◆ RECORDS PROVIDED
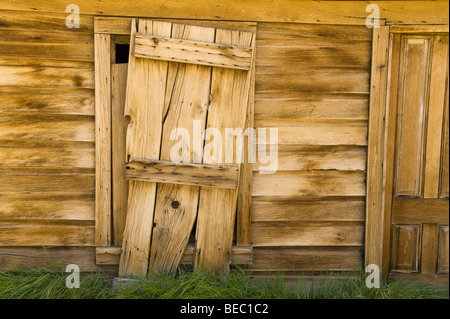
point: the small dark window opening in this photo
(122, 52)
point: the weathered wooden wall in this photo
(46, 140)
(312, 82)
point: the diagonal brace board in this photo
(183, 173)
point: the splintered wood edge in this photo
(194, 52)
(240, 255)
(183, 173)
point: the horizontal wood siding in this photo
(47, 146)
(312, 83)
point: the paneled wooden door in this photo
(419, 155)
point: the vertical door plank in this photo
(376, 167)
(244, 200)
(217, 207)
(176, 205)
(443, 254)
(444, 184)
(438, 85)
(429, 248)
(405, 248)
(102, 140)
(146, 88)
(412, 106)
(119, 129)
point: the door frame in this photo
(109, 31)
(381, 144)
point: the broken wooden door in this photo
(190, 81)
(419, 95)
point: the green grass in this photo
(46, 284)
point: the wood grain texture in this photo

--

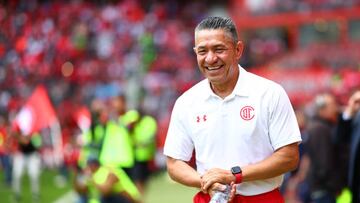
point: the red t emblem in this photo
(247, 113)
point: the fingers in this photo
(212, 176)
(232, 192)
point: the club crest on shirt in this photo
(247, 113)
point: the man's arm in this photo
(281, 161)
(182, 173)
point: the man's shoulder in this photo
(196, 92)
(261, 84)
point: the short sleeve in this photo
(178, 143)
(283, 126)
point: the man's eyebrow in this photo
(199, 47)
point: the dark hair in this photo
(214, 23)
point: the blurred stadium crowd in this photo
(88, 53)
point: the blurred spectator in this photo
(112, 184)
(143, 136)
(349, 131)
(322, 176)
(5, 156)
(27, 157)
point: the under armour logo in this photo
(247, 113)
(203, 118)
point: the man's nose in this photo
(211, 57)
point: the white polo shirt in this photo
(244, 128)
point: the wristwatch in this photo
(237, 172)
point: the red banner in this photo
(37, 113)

◆ WHAT YOU HAVE TO DO
Return each line above that contains the word "shirt".

◆ RESULT FOR THIS EXERCISE
point: the club crest on shirt in this photo
point: the white polo shirt in this photo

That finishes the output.